Write the lines of the material below as a JSON list of strings, one string per line with blank lines omitted. Include only the lines from the one containing "Annotation task — locate each instance of the triangular" through the final line of the material.

--- start EXTRACTED MATERIAL ---

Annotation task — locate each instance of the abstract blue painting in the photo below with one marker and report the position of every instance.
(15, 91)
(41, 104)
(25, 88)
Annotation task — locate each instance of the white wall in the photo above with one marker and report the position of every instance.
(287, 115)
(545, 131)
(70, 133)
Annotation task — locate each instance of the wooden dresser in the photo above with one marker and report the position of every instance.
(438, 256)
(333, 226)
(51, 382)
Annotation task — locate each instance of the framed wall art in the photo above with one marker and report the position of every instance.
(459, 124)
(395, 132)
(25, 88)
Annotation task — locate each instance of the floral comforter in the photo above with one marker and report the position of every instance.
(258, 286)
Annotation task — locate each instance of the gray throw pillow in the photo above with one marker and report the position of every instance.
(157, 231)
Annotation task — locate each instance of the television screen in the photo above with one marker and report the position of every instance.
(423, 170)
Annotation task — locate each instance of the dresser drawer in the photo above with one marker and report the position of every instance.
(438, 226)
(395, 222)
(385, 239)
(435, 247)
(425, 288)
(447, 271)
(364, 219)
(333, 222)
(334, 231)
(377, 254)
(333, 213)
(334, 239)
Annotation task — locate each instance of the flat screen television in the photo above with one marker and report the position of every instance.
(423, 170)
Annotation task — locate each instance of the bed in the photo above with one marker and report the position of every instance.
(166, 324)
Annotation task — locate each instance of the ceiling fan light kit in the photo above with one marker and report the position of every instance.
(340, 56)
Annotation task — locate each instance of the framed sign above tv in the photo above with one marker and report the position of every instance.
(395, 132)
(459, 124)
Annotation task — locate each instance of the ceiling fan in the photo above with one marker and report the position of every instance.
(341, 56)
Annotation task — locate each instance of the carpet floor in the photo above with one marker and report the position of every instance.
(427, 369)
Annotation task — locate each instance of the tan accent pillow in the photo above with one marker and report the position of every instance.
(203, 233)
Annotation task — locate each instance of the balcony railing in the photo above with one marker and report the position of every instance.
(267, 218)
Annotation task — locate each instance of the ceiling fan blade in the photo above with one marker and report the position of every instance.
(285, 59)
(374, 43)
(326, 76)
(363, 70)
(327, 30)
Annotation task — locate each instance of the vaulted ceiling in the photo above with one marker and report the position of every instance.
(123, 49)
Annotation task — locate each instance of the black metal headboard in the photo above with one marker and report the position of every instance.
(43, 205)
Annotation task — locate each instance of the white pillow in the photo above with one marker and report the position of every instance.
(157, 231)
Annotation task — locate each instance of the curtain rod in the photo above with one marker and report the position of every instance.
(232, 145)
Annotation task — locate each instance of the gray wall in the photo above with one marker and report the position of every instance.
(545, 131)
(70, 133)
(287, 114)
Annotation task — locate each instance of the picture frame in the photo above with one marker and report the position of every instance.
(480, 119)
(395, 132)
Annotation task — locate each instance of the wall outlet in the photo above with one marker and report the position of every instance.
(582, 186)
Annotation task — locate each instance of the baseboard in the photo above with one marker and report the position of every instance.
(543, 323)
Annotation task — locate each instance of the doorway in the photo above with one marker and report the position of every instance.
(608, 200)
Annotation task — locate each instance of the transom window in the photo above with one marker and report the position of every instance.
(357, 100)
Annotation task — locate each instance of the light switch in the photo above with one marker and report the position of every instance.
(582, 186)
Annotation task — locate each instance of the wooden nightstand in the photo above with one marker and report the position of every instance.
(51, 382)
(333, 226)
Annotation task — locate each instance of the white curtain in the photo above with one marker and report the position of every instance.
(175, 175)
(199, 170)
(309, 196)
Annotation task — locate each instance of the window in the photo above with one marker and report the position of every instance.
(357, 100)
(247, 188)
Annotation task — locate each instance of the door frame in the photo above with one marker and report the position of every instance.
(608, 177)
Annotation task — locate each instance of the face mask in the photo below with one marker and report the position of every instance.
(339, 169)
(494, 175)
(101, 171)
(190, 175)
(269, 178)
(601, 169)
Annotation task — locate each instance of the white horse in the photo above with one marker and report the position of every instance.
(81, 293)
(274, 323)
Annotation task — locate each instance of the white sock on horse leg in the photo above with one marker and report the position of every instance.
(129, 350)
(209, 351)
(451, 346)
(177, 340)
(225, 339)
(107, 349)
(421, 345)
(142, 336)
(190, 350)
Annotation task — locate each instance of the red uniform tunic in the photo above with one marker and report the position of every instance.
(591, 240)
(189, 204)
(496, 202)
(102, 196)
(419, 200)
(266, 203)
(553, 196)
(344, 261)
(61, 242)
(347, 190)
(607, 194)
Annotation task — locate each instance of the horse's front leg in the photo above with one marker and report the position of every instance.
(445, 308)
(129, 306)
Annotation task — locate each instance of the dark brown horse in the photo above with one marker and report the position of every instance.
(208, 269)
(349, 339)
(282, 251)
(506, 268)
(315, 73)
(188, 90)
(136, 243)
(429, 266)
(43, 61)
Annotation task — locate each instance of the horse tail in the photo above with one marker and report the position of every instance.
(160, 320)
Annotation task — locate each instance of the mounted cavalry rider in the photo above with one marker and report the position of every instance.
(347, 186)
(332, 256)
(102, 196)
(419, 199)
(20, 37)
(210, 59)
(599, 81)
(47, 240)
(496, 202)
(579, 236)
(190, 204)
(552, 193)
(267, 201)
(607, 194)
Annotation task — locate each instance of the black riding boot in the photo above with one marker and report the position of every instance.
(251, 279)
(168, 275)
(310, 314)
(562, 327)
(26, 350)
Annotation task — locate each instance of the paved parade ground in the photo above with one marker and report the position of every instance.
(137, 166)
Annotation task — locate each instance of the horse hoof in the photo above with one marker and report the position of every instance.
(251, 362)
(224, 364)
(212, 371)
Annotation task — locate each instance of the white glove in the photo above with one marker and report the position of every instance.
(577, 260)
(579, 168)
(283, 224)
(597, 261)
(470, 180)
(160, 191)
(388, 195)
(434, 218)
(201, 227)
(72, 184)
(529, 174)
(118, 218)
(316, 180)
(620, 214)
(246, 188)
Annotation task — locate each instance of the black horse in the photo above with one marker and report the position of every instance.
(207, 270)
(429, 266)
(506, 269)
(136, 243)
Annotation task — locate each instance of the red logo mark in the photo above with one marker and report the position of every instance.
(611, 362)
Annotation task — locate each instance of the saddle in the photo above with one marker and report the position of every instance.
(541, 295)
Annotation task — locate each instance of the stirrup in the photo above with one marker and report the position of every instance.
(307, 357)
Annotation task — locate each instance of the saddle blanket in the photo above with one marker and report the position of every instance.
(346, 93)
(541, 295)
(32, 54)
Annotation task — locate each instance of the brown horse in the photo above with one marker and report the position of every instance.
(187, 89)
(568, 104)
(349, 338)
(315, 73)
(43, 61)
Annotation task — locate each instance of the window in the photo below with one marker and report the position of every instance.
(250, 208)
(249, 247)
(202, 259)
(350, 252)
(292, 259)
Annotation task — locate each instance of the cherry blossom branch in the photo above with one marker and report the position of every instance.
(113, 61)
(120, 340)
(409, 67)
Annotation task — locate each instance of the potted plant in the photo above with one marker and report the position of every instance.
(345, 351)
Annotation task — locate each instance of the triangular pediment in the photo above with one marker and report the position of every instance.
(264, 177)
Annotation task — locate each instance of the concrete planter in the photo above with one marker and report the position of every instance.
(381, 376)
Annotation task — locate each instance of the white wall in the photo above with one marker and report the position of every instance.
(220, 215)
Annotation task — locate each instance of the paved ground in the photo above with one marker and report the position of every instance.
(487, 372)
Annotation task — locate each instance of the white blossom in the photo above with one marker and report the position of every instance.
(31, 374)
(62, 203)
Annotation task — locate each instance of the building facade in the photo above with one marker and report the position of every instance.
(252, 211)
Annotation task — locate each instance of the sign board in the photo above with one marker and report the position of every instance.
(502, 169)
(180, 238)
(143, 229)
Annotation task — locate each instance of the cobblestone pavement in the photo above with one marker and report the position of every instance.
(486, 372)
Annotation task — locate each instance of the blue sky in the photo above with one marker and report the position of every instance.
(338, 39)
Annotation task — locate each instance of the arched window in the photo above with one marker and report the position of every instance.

--- end EXTRACTED MATERIAL ---

### TASK RESPONSE
[
  "Annotation task — locate each instance of the triangular pediment in the photo above with one marker and report the position of every instance.",
  "(264, 177)",
  "Annotation task — locate each instance of the concrete planter in the photo above with one marker and report the position of every instance.",
  "(381, 376)",
  "Annotation task — locate each instance of the white wall in the photo above with one marker and report the position of every instance.",
  "(220, 215)",
  "Annotation task — locate each instance of the paved ground in the photo above with one marker and report the position of every instance.",
  "(487, 372)",
  "Annotation task — locate each instance of the white blossom in the photo above with one marker and report the position of every instance.",
  "(31, 374)",
  "(62, 203)",
  "Annotation task — locate each instance of the building facade in the photo above with one marker and report the position of every instance.",
  "(252, 211)",
  "Annotation task — locate each instance of the sign board in the photo above with one marker and report the position of every instance.",
  "(502, 169)",
  "(180, 238)",
  "(143, 229)",
  "Annotation task — locate each instance of the cobblestone pavement in the photo above with one marker and report the position of every instance.",
  "(486, 372)",
  "Annotation task — locate each instance of the blue sky in the photo above with one marker and report the position of every instance.",
  "(338, 39)",
  "Annotation task — locate each instance of the arched window in the photo above with one marker and report the position of every instance."
]